» Problem description
Extract every line of the material below that contains the string "reflection". Uppercase and lowercase letters count as different.
━━━━━ Material
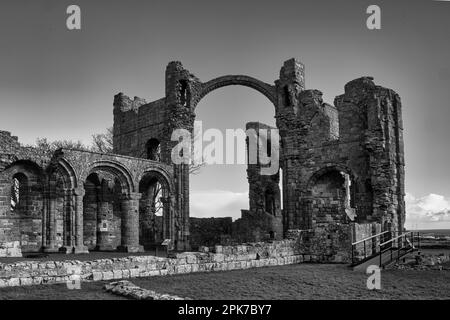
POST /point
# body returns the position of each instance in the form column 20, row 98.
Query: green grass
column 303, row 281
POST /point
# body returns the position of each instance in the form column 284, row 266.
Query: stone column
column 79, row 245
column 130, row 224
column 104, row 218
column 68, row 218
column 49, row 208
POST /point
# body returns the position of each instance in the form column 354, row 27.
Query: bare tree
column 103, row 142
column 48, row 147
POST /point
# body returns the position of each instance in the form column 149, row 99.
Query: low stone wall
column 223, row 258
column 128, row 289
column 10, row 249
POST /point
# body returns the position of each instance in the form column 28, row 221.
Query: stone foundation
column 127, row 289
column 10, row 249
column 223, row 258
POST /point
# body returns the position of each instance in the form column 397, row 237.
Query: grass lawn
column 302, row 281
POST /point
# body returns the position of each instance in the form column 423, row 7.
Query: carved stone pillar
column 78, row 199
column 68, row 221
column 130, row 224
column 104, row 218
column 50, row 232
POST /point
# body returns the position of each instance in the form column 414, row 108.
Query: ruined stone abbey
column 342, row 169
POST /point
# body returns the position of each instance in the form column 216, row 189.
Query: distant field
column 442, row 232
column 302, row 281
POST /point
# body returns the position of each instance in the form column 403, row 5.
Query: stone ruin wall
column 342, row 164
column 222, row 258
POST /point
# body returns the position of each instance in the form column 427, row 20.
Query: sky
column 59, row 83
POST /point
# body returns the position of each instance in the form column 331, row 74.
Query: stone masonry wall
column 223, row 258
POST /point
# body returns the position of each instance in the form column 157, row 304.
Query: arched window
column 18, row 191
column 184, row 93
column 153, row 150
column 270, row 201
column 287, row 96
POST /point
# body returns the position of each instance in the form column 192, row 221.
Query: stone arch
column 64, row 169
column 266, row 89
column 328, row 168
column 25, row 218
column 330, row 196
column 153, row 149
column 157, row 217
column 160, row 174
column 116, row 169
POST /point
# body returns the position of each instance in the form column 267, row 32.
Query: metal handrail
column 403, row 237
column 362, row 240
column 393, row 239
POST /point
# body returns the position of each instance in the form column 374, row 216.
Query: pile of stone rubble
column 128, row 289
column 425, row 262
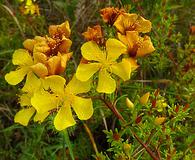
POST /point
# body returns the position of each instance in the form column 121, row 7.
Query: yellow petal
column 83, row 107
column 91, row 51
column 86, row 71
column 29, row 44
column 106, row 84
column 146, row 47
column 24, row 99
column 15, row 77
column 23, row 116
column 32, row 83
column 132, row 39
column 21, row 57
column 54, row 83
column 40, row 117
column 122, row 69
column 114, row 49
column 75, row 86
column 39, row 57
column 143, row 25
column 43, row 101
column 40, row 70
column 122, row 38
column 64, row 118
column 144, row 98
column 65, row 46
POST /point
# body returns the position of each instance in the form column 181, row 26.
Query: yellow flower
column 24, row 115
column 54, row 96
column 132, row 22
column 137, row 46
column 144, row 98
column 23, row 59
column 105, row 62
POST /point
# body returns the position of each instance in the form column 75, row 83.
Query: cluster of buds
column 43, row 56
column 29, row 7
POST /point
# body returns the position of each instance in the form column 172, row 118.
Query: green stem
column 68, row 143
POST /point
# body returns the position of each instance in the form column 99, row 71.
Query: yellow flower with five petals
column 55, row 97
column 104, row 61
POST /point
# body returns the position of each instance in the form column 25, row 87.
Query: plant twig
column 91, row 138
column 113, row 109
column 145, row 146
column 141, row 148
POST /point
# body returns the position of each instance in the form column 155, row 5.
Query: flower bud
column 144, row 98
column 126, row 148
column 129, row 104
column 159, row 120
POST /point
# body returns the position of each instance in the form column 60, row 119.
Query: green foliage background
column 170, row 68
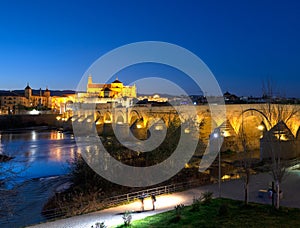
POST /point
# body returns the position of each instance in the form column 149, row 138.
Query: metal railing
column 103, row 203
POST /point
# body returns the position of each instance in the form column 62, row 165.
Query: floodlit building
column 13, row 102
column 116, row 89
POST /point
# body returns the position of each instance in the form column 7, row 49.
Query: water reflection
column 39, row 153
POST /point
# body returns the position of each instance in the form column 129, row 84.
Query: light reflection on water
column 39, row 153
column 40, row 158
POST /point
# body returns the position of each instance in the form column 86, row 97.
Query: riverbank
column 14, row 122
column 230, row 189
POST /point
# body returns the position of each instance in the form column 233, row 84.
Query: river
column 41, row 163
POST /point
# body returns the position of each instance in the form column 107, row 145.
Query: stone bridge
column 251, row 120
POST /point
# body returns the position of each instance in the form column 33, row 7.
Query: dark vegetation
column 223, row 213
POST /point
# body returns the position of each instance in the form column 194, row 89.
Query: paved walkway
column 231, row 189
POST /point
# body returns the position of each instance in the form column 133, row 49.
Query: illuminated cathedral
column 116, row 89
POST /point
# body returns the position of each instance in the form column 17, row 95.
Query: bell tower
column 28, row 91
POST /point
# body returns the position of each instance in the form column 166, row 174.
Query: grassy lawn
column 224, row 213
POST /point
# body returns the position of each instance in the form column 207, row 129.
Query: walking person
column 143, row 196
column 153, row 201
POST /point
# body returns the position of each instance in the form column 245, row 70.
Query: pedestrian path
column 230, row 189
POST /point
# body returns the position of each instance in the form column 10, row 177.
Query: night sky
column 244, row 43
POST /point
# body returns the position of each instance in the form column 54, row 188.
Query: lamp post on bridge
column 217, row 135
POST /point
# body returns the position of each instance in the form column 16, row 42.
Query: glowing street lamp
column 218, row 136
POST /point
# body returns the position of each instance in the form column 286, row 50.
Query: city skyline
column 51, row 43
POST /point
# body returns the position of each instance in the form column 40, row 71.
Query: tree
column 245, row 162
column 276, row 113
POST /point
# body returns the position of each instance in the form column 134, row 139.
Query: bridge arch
━━━━━━━━━━
━━━━━ Material
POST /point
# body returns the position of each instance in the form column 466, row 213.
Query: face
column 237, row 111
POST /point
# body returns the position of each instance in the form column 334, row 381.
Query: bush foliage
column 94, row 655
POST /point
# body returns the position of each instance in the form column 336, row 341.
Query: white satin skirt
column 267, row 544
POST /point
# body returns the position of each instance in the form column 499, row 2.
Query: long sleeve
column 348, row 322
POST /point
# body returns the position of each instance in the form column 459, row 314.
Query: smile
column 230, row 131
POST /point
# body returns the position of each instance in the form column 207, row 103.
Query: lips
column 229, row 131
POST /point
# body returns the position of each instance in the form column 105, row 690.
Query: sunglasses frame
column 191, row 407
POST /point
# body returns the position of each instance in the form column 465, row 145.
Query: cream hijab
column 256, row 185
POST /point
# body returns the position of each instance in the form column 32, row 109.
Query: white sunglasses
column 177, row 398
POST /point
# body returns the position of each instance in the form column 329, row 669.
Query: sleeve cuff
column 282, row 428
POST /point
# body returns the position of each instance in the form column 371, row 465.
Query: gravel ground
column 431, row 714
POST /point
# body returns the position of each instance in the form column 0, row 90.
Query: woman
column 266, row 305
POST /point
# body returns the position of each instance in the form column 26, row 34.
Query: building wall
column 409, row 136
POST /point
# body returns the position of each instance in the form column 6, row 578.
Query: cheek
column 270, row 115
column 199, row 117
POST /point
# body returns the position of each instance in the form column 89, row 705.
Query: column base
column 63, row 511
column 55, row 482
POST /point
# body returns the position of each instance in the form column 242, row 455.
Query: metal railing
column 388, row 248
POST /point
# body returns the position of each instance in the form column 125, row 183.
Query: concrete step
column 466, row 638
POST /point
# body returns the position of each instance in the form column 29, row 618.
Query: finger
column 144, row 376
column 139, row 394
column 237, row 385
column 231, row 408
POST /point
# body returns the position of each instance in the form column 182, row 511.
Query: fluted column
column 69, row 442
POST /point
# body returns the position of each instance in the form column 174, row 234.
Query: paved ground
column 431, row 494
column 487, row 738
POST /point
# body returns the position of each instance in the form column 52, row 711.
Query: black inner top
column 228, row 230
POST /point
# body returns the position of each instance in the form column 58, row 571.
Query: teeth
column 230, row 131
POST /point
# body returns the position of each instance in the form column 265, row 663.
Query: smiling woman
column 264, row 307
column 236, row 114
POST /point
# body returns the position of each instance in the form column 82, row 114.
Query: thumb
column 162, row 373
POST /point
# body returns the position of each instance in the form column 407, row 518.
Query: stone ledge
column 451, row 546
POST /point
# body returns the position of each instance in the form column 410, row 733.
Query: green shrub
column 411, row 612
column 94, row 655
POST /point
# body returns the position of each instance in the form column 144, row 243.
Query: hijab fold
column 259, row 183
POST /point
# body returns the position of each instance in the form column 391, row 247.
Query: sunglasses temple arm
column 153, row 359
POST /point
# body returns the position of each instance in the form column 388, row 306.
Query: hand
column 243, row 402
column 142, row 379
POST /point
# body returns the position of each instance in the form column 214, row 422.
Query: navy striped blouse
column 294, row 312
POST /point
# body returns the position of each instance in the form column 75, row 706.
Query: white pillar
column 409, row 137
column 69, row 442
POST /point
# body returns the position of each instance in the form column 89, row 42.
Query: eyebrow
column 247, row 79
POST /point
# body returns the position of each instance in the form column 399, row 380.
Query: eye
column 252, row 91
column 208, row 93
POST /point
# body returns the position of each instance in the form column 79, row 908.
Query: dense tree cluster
━━━━━━━━━━
» Result
Query: water reflection
Query: light reflection on water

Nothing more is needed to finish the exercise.